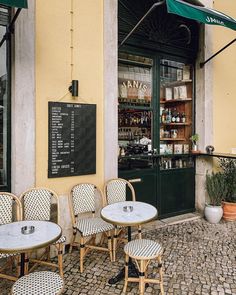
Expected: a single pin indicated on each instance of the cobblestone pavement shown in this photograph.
(199, 258)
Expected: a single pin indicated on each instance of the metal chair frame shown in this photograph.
(44, 258)
(119, 231)
(86, 243)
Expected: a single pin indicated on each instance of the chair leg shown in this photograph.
(160, 274)
(126, 272)
(139, 232)
(142, 277)
(60, 259)
(26, 264)
(82, 252)
(114, 244)
(109, 245)
(72, 240)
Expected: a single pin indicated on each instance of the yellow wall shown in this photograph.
(53, 74)
(224, 82)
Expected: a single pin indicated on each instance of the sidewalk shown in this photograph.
(199, 258)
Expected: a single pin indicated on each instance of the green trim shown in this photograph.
(15, 3)
(202, 14)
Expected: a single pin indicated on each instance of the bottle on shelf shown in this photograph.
(173, 117)
(183, 118)
(163, 116)
(177, 118)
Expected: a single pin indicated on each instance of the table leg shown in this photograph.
(22, 265)
(133, 272)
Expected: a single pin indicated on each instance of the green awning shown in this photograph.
(15, 3)
(202, 14)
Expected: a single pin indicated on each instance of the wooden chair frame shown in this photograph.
(44, 258)
(142, 265)
(10, 259)
(87, 243)
(120, 231)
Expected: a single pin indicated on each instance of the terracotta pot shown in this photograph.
(229, 211)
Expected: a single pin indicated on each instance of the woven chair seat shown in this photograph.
(61, 240)
(38, 283)
(91, 226)
(143, 249)
(6, 255)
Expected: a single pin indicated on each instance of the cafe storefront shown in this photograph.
(141, 135)
(158, 74)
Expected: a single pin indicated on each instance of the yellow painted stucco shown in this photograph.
(224, 82)
(54, 75)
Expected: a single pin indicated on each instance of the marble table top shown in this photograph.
(142, 213)
(12, 240)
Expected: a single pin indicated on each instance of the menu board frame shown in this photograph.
(71, 139)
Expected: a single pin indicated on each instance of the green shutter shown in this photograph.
(202, 14)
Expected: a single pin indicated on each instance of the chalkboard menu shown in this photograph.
(72, 139)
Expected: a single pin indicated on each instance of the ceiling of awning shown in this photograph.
(202, 14)
(15, 3)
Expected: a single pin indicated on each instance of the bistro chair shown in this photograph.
(10, 210)
(39, 283)
(117, 190)
(37, 205)
(85, 220)
(142, 251)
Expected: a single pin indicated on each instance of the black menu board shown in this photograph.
(72, 139)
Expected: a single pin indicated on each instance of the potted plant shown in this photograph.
(216, 189)
(194, 138)
(228, 167)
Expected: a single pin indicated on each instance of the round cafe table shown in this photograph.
(12, 240)
(120, 214)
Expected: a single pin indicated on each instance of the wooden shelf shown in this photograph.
(172, 139)
(176, 83)
(175, 100)
(177, 124)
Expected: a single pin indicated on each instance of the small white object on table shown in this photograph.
(116, 214)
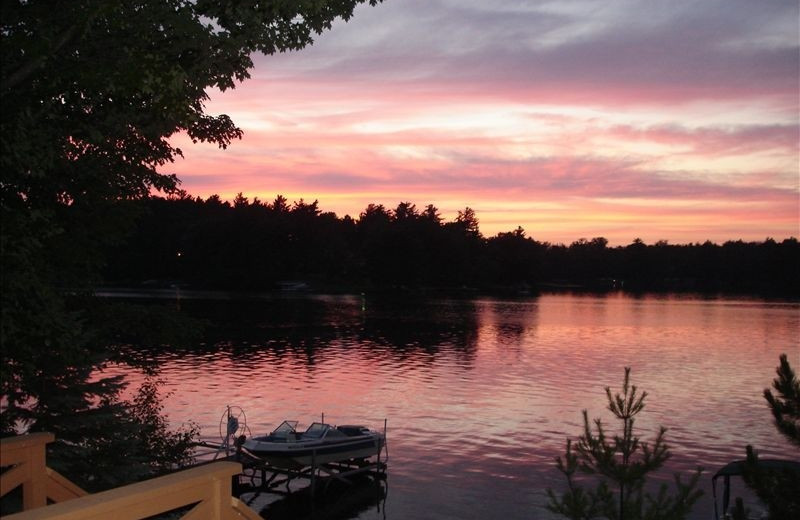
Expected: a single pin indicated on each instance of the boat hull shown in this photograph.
(296, 455)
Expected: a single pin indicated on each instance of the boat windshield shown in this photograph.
(316, 431)
(285, 428)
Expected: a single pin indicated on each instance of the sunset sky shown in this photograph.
(670, 120)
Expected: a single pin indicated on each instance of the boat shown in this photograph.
(320, 443)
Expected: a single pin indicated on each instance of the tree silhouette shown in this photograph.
(90, 95)
(621, 463)
(779, 488)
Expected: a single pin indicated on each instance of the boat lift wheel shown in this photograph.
(232, 425)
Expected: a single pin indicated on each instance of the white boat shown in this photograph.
(320, 444)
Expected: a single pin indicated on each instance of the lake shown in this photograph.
(481, 394)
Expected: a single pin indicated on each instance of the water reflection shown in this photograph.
(481, 394)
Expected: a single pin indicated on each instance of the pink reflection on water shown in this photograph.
(482, 412)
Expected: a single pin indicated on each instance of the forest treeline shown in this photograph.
(255, 245)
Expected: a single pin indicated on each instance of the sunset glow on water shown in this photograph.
(480, 395)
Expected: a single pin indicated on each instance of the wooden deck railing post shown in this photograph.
(207, 488)
(26, 453)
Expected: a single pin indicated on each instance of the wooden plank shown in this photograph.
(242, 511)
(144, 498)
(14, 477)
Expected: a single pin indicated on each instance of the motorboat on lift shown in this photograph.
(320, 443)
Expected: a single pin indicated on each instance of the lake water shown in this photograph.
(481, 394)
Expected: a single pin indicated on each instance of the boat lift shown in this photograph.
(259, 476)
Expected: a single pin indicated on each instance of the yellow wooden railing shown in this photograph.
(26, 456)
(206, 488)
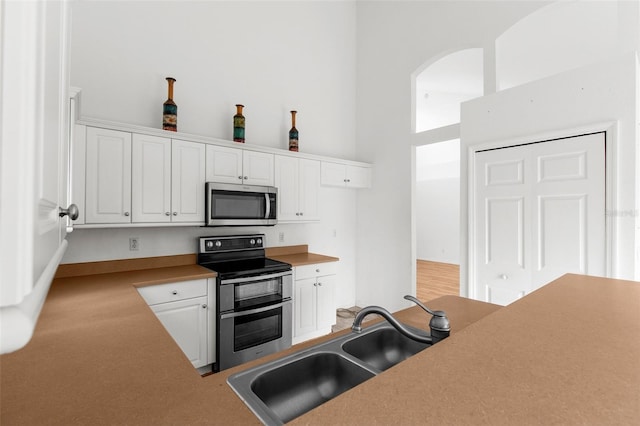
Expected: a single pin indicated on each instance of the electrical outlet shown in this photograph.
(134, 244)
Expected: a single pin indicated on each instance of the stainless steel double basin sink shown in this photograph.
(286, 388)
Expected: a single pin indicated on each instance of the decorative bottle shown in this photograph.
(293, 133)
(238, 125)
(170, 110)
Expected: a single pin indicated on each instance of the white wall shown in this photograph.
(270, 56)
(394, 39)
(602, 93)
(437, 202)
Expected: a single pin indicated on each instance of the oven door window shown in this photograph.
(255, 329)
(257, 294)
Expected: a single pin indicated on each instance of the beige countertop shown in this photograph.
(298, 255)
(568, 353)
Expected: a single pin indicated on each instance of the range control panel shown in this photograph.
(231, 243)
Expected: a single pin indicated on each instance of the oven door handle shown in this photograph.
(254, 311)
(255, 278)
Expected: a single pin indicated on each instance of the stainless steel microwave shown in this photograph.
(230, 204)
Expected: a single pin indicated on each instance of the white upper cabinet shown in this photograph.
(188, 179)
(298, 183)
(345, 175)
(167, 180)
(234, 165)
(151, 179)
(108, 176)
(132, 176)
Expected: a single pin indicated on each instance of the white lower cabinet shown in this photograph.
(314, 300)
(186, 309)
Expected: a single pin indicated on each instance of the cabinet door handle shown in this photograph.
(72, 211)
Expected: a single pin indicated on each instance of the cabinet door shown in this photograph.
(108, 186)
(308, 188)
(326, 309)
(304, 312)
(257, 168)
(186, 322)
(150, 179)
(333, 174)
(223, 164)
(188, 180)
(286, 180)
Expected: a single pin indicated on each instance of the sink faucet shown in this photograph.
(439, 323)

▶ [Requirements]:
Return the entries unchanged, save for the pictures, which do not belong in the copy.

▶ [Solution for this task]:
Expected: a single pin indicated on each instance of the cobblestone pavement shown in this photograph.
(199, 258)
Expected: a single pin indicated on each instance of the metal chair frame shown in this photograph.
(44, 258)
(119, 231)
(86, 243)
Expected: a single pin indicated on each instance of the chair leg shown in this photograph.
(160, 274)
(126, 272)
(139, 232)
(142, 277)
(60, 259)
(26, 264)
(82, 252)
(114, 244)
(109, 245)
(72, 240)
Expected: a single pin indicated on each instance of the yellow wall shown in this photograph.
(53, 74)
(224, 82)
Expected: a single pin indicated on each instance of the sidewalk shown in this photograph.
(199, 258)
Expected: a single pin indicated on each instance of the green trim shown in this photograph.
(15, 3)
(202, 14)
Expected: a single pin indicated on each instance of the bottle on shelf shown in this photograph.
(173, 117)
(183, 118)
(163, 116)
(177, 118)
Expected: a single pin indicated on each instance of the table leg shown in this photograph.
(22, 265)
(133, 272)
Expected: a single pin indicated on each instance of the green awning shown in this photograph.
(15, 3)
(202, 14)
Expected: a single pin indicated on each instance of the wooden chair frame shown in this photograph.
(44, 258)
(142, 265)
(10, 259)
(87, 243)
(120, 231)
Expected: a single pin indicated on each instance of the terracotta pot shown in this photograph.
(229, 211)
Expected: a single pin indicated on each instance of the woven chair seat shown in this photograph.
(61, 240)
(38, 283)
(91, 226)
(143, 249)
(6, 255)
Expected: a single pin indicated on each instance of the cafe storefront shown in this photograph.
(141, 135)
(158, 74)
Expected: a single pin indicated on each instance of the yellow painted stucco shown in this photograph.
(224, 82)
(54, 75)
Expected: a single pin indicated on each instance of the marble table top shown in this photograph.
(142, 213)
(12, 240)
Expected: a single pin indicated on each instance of the menu board frame shown in this photograph.
(71, 139)
Expected: a single pin indicated on each instance of the green shutter shown in this photograph.
(202, 14)
Expected: a single pin indicated on each instance of the chalkboard menu shown in this photograph.
(72, 139)
Expected: a single pin indicated on each instance of the ceiling of awning shown in this photograph.
(202, 14)
(15, 3)
Expected: a single pin indicated on each instance of the bistro chair shown in this photograph.
(10, 210)
(39, 283)
(117, 190)
(37, 205)
(85, 220)
(142, 251)
Expected: a single pin indicated on each instance of the black menu board shown in this photograph.
(72, 139)
Expected: a single pin indicated on each instance of the potted plant shown in this photograph.
(216, 189)
(194, 138)
(228, 167)
Expected: a single pin indicated on each instance of the round cafe table shown in this photograph.
(12, 240)
(120, 214)
Expected: a single pin indicated on each instance of the wooden shelf shown in this photograph.
(172, 139)
(176, 83)
(175, 100)
(177, 124)
Expected: a single pin indicated on each instance of the small white object on table shown in this photograph.
(116, 214)
Expected: a single pin indicated on each instance of the boat hull shown in this photograph.
(296, 455)
Expected: a single pin indicated on each instance of the boat windshield shown in this photograph.
(316, 431)
(285, 428)
Expected: a single pin indicated on each instance of the sunset sky shown in this photograph.
(670, 120)
Expected: a single pin indicated on each instance of the boat shown in this photograph.
(320, 443)
Expected: a single pin indicated on each instance of the tree silhouette shown in this photograph.
(90, 95)
(621, 463)
(779, 488)
Expected: a single pin indicated on each instance of the boat lift wheel shown in this photograph.
(232, 425)
Expected: a single pin indicated on each instance of the white boat shown in this photograph.
(320, 444)
Expected: a single pin indicated on each instance of the lake shown in this photograph.
(481, 394)
Expected: a single pin indicated on each instance of the water reflection shown in this photograph.
(481, 394)
Expected: a single pin indicated on each instance of the pink reflection on water shown in this photograph.
(482, 412)
Expected: a single pin indicated on each instance of the forest treeline shown in this photograph.
(255, 245)
Expected: a single pin indicated on each instance of the sunset glow on water shown in this photograph.
(480, 395)
Expected: a single pin indicated on each instance of the wooden deck railing post shown in this photograph.
(207, 488)
(26, 453)
Expected: a single pin indicated on each instance of the wooden plank shown in this photograph.
(242, 511)
(144, 498)
(14, 477)
Expected: a single pin indicated on each instance of the motorboat on lift shown in this photograph.
(320, 443)
Expected: a single pin indicated on each instance of the lake water shown in this photograph.
(481, 394)
Expected: a single pin indicated on each instance of the boat lift shown in this photograph.
(259, 476)
Expected: a single pin indicated on each instance of the yellow wooden railing shown in this photograph.
(26, 456)
(206, 488)
Expected: a single pin indicated on each instance of the electrical outlet shown in this photograph.
(134, 244)
Expected: a single pin indicated on each instance of the stainless steel double basin sink shown in this photograph.
(286, 388)
Expected: a single pin indicated on each instance of the decorative bottle shown in this photograph.
(293, 133)
(238, 125)
(170, 110)
Expected: a single pin indicated on each instance of the white wall shown in this photograph.
(270, 56)
(394, 39)
(602, 93)
(437, 202)
Expected: a single pin indicated on each instance of the oven door window shown in this photograph.
(255, 329)
(257, 294)
Expected: a single pin indicated on each instance of the beige countertop shown in this photograph.
(298, 255)
(568, 353)
Expected: a single pin indicated on each instance of the range control panel shown in this photograph.
(231, 243)
Expected: a single pin indicated on each instance of the oven door handle shown in this photograph.
(254, 311)
(255, 278)
Expected: a single pin indicated on each instance of the stainless steel microwave shown in this photograph.
(230, 204)
Expected: a single pin indicated on each instance of the white upper cabinet shown in this photograph.
(188, 179)
(298, 183)
(345, 175)
(167, 180)
(234, 165)
(151, 179)
(108, 176)
(132, 176)
Expected: a single pin indicated on each instance of the white lower cabinet shown in this photograph.
(314, 300)
(186, 309)
Expected: a single pin indicated on each instance of the cabinet door handle shown in this photograph.
(72, 211)
Expected: a single pin indicated on each instance of the cabinet door shown in this photograph.
(108, 186)
(308, 188)
(326, 309)
(304, 312)
(257, 168)
(186, 322)
(150, 179)
(333, 174)
(223, 164)
(188, 180)
(286, 180)
Expected: a single pin indicated on each instance of the sink faucet shown in this photograph.
(439, 323)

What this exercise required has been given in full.